_EXCERPT PROVIDED_
## Begin

Did you know that the way systemd runs it can not actually guarantee that those parameters are honoured?
Did you know that each boot you get a different result?
With a real init system, things should start and stop in-sequence as defined. It must be repeatable, every time. Things like systemd were written to identify and parallelise what CAN be parallelised. ANd many of them can do that. But systemd didnt even get that right.
I mean when shutting down my PC I get the following behaviours:
1. it shutsdown really quickly.
2. It starts shutting down, but for some reason systemd wants to wait 5 mins for a process to exit.
3. It starts shutting down, tells me that systemd wants to wait 5 mins, so I mash the three fingered salute to FORCE systemd into submission but instead of KILLING the errant process that systemd obviously cant be assed to actually manage it decides to ADD MORE TIME as I mash the salute over and over, like its trying to punish me for wanting to tell it what I say it should do.
I installed Debian 12 on my laptop recently and switched it to openrc. No problems whatsoever.
The core part of systemd (faster boot times by doing startups in parallel) is a great idea and if it had stuck to that, everyone would love it. Its tendency to spread tendrils into places no-one expects it is the issue and one which Solaris did with SMF. Using a component called "tmpfiles" to create persistent files and folder is always going to ask for trouble. Added to that, the tendency for its author to dismiss any concerns doesn't help its image.

## End

_WORK INSTRUCTIONS_
1 > In the systemd post, which init system did the writer switch a new Debian 12 laptop install to?
2 > Reproduce word for word the passage of the systemd post starting with "3. It starts" and going on through "No problems whatsoever.".

_DATA SHOWN_
## Begin

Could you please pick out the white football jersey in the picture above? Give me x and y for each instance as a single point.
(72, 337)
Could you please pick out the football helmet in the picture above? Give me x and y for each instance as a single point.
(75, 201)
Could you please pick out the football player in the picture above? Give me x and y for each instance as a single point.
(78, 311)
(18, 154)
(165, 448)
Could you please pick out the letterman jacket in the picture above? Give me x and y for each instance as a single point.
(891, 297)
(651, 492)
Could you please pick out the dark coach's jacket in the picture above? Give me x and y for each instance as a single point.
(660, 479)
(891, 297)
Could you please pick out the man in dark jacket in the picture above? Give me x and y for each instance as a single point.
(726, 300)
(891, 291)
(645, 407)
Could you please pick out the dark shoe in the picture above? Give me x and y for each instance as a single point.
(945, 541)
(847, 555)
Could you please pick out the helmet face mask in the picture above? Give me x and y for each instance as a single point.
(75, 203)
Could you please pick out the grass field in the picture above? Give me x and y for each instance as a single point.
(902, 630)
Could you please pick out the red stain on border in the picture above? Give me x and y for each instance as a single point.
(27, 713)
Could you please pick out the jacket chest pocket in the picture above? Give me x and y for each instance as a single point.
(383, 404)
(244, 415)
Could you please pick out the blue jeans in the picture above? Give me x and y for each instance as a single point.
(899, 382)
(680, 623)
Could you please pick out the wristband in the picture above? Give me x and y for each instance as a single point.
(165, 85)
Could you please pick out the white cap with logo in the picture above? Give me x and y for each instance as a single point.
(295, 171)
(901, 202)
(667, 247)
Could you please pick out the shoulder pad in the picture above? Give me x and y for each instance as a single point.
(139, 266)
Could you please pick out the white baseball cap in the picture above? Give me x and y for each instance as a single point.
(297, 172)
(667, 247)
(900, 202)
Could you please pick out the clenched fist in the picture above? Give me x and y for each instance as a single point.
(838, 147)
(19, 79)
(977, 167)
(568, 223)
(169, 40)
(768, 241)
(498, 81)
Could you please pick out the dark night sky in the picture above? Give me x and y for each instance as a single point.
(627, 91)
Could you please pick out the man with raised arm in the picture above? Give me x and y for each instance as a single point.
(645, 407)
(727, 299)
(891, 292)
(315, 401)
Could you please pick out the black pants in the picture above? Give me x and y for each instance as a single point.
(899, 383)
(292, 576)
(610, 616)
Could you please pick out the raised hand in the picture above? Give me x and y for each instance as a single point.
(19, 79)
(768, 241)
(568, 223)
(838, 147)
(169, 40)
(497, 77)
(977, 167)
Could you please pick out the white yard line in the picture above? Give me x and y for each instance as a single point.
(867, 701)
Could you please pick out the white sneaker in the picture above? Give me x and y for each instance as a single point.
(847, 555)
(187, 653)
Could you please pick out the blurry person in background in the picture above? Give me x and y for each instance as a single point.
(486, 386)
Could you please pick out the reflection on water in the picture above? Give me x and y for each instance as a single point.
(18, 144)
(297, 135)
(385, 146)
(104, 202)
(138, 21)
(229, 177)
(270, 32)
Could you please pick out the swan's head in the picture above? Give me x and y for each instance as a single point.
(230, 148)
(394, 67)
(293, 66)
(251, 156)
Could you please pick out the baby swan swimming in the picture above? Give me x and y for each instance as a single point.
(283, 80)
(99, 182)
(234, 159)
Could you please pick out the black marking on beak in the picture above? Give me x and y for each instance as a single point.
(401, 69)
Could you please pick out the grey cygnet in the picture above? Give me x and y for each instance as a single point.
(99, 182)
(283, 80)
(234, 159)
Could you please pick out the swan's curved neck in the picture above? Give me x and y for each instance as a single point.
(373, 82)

## End

_COMPLETED EXERCISE_
1 > The writer switched it to openrc.

2 >
3. It starts shutting down, tells me that systemd wants to wait 5 mins, so I mash the three fingered salute to FORCE systemd into submission but instead of KILLING the errant process that systemd obviously cant be assed to actually manage it decides to ADD MORE TIME as I mash the salute over and over, like its trying to punish me for wanting to tell it what I say it should do.
I installed Debian 12 on my laptop recently and switched it to openrc. No problems whatsoever.